PROVIDED PASSAGE:
# Is the $2$-point function translation invariant for general Gaussian meaures?

Let us consider the real Hilbert space $$H:=L^2\bigl(\mathbb{R}^n, \mathbb{R}^n\bigr)$$ and "any" centered Gaussian measure $$d\mu$$ on it.

Next, denote a generic element of $$H$$ by the column vector $$f(x)=\bigl[f_1(x), \cdots, f_n(x) \bigr]^T$$.

Then, is it true that any $$(ij)$$-entry of the $$2$$-point correlation function for $$\mu$$, given by $$$$C_{ij}(x,y):=\int_{H} f_i(x) f_j(y) d\mu(f)$$$$ in facts depends on $$x-y$$ only?

That is, do we have $$$$C_{ij}(x,y)=C_{ij}(x-y)$$$$ for all $$i,j=1,2,\cdots, n$$?

I encountered such statements in the context of free scalar theories in QFT. However, I wonder if the property holds true in general.

DATASET EXCERPT:
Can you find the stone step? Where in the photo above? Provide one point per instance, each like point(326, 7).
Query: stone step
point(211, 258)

REQUIREMENTS:
a - According to the Gaussian-measure question, why does the asker wonder whether the 2-point function depends only on $x-y$ for a general centered Gaussian measure? Answer in one to three sentences.
b - Answer these questions from the Gaussian-measure question:
(i) What real Hilbert space is the measure defined on?
(ii) How is a generic element of that space written?
(iii) For which indices does the asker want to know whether $C_{ij}(x,y)=C_{ij}(x-y)$ holds?
c - Write a continuation of the Gaussian-measure question, starting after its final sentence.

RESULTS FOR EACH TASK:
a - The asker has seen this property stated for free scalar theories in QFT. They want to know whether it holds in general, for any centered Gaussian measure on the space.

b -
(i) $H:=L^2\bigl(\mathbb{R}^n, \mathbb{R}^n\bigr)$
(ii) As the column vector $f(x)=\bigl[f_1(x), \cdots, f_n(x) \bigr]^T$
(iii) For all $i,j=1,2,\cdots, n$

c -
• the covariance matrix should be translationally invariant for this to hold; just saying that the measure is Gaussian is not enough, the translational invariance is an additional assumption Commented Sep 20, 2023 at 7:39
• @CarloBeenakker I see. Could you provide an example of a Gaussian measure on above $H$ wth translation-invariant covarince? For Schwartz space, I can set $-\Delta+1$, but I cannot come up with one on $H$. Commented Sep 20, 2023 at 7:43

$$\newcommand\R{\mathbb R}$$No, of course not. E.g., let $$n=1$$. Let $$(B_t)_{t\in\R}$$ be a standard Brownian motion. Let $$\R\ni x\mapsto F(x):=B_x\,1(x\in[0,1]),$$ so that the random function $$F$$ is a centered Gaussian random vector in $$L^2(\R,\R)$$. Let $$\mu$$ be the distribution of $$F$$ in $$L^2(\R,\R)$$.
Then $$C_{11}(x,y)=EF(x)F(y)=EB_x B_y\,1(x\in[0,1])\,1(y\in[0,1])\\ =\min(x,y)\,1(x\in[0,1])\,1(y\in[0,1]),$$ which is not a function of $$x-y$$.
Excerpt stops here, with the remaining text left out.